_WORK INSTRUCTIONS_:
1. Translate this sentence from the film review into Spanish: "The film portrays the transition from sober to tipsy as one which positively impacts their teaching practice."
2. Swap "teachers" for "instructors" in the stretch of the film review from "Last week I" through "and graduate happy.", and give that stretch again.
3. According to the film review, why do the four teachers decide to stay constantly half-cut?

_TEXT SEGMENT_:
^^^^^^^^

Last week I watched the film Another Round. It follows four teachers who decide to be constantly half-cut to see what effect there is on their personal and professional lives. The film portrays the transition from sober to tipsy as one which positively impacts their teaching practice. These two versions of themselves (bad when sober and good when half-cut) follow the descriptors above. This is represented initially by them leading from the front and going through the same routines every lesson to, after a few drinks, trying novel things, having students sing in the dark with their eyes closed, comparing the students’ own drinking habits with those of Churchill to increase engagement, sitting in students’ seats while pupils lead from the front and, ultimately, inspiring their students to perform at a high level and graduate happy.

^^^^^^^^

_INFORMATION SHOWN_:
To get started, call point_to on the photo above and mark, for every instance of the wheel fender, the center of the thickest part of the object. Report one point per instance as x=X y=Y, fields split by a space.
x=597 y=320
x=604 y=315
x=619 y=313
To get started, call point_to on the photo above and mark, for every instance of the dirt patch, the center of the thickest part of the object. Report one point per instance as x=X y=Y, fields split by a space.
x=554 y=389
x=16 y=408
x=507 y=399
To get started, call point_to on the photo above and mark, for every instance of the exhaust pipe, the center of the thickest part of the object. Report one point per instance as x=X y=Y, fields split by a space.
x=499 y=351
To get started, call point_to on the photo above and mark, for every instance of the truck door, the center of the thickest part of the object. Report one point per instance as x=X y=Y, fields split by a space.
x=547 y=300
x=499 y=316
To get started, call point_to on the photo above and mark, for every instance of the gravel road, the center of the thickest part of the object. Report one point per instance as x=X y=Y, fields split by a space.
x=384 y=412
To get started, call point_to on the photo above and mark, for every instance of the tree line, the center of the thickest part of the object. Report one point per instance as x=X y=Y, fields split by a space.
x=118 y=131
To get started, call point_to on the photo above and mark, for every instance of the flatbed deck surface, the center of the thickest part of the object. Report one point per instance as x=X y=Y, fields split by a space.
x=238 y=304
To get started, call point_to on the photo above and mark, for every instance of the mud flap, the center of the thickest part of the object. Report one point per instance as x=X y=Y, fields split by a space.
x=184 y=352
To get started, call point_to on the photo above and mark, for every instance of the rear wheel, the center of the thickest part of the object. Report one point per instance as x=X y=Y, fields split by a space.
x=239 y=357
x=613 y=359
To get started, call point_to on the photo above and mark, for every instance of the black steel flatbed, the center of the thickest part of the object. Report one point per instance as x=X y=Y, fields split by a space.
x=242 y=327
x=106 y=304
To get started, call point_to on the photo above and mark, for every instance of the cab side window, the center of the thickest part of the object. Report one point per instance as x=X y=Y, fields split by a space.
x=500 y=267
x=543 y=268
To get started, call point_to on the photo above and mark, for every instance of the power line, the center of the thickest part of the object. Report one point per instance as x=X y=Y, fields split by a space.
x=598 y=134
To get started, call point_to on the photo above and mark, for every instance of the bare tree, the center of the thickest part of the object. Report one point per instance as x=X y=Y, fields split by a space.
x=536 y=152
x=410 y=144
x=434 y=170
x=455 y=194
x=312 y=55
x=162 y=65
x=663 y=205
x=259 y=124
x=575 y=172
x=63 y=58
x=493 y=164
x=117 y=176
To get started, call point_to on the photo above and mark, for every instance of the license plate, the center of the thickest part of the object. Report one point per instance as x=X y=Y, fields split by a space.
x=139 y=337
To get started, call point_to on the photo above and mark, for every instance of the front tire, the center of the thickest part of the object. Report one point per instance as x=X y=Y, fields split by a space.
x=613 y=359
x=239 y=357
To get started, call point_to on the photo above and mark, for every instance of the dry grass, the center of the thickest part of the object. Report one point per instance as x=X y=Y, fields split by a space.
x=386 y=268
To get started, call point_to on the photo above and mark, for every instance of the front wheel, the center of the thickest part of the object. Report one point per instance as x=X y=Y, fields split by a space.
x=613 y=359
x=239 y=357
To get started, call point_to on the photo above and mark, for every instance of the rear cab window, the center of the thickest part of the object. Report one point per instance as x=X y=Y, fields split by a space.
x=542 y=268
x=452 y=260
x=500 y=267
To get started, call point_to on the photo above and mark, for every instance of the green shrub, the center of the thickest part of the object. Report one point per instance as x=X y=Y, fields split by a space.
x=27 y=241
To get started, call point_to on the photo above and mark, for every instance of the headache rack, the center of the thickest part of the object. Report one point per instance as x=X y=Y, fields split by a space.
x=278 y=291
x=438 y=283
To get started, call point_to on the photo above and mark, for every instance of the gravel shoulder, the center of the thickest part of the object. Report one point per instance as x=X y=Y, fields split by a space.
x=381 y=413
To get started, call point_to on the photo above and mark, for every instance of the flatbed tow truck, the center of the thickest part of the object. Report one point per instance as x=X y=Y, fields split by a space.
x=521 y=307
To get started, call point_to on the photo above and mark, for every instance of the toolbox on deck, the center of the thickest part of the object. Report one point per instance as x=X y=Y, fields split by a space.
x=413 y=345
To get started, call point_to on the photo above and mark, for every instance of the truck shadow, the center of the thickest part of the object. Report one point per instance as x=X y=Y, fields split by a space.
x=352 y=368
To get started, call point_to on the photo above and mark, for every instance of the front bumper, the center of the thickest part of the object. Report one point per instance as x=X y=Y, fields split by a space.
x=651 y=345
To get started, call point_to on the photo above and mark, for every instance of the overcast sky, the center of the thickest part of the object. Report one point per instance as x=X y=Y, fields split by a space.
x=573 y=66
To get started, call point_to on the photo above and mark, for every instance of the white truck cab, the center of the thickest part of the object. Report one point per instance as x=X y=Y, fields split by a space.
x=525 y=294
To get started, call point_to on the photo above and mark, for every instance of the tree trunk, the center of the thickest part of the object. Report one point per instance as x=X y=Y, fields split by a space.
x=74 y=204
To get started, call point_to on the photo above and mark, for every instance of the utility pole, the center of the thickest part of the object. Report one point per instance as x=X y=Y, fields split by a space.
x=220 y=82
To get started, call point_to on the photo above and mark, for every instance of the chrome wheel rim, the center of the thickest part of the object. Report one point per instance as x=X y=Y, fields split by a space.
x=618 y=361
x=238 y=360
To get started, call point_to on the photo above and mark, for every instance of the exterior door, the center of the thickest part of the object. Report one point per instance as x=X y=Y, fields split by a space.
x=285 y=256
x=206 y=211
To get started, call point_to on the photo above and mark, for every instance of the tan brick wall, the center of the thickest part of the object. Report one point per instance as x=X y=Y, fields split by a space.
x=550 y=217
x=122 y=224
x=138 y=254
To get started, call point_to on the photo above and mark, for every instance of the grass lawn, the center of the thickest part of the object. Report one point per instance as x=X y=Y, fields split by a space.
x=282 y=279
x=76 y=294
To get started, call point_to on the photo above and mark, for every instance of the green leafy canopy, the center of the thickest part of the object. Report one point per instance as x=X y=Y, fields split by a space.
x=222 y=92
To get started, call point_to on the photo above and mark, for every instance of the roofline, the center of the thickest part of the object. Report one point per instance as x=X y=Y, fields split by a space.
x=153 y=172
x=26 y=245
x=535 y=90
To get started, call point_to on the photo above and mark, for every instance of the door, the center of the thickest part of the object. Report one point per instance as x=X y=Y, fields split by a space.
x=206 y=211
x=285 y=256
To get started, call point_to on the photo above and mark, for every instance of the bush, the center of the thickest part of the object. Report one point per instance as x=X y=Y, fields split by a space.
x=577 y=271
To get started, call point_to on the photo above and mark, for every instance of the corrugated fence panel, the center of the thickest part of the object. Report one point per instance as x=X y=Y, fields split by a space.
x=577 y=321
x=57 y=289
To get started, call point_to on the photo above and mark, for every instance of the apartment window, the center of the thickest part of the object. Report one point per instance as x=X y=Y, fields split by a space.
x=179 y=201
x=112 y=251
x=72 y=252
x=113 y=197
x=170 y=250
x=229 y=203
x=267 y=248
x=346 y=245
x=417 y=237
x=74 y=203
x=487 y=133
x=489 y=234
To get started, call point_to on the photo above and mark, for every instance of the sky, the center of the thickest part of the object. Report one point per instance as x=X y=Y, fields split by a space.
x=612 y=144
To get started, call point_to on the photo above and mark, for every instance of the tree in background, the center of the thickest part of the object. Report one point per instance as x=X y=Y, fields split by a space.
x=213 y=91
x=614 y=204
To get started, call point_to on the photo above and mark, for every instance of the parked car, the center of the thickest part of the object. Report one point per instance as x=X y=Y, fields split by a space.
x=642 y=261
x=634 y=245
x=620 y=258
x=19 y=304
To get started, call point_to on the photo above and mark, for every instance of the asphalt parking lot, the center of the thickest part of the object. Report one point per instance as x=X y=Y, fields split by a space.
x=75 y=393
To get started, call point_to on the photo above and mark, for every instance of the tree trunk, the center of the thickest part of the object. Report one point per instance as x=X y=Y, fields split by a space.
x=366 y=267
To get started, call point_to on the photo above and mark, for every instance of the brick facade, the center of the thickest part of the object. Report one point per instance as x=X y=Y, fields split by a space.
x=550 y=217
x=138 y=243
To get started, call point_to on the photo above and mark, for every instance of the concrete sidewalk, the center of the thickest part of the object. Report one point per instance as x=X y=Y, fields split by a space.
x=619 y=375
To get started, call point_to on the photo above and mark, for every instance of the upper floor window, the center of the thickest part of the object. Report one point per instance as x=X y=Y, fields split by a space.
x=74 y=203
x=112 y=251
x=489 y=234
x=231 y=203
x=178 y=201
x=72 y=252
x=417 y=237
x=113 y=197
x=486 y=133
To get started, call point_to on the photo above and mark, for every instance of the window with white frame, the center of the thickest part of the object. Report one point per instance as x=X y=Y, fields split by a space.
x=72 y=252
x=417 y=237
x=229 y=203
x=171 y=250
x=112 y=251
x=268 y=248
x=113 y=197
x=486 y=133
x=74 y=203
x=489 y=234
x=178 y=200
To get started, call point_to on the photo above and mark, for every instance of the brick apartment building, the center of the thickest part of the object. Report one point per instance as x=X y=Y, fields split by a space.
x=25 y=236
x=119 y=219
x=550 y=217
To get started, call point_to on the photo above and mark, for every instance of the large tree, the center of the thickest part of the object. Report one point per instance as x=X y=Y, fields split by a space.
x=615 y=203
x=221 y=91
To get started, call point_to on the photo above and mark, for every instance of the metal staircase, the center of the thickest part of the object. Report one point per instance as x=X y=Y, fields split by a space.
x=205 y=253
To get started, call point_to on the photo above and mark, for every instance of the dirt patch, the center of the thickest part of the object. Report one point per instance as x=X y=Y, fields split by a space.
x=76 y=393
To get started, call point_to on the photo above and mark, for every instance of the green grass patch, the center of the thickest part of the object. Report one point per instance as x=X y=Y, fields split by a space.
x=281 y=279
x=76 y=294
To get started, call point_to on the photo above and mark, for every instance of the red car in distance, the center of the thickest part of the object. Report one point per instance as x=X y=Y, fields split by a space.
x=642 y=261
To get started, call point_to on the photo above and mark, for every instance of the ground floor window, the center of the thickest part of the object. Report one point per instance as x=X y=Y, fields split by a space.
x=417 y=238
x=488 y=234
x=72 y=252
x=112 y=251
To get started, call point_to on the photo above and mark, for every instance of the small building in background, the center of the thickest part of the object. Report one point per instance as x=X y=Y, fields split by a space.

^^^^^^^^

_TASK RESULTS_:
1. La película presenta la transición de sobrio a achispado como una que repercute positivamente en su práctica docente.

2.
Last week I watched the film Another Round. It follows four instructors who decide to be constantly half-cut to see what effect there is on their personal and professional lives. The film portrays the transition from sober to tipsy as one which positively impacts their teaching practice. These two versions of themselves (bad when sober and good when half-cut) follow the descriptors above. This is represented initially by them leading from the front and going through the same routines every lesson to, after a few drinks, trying novel things, having students sing in the dark with their eyes closed, comparing the students’ own drinking habits with those of Churchill to increase engagement, sitting in students’ seats while pupils lead from the front and, ultimately, inspiring their students to perform at a high level and graduate happy.

3. They want to see what effect it has on their personal and professional lives.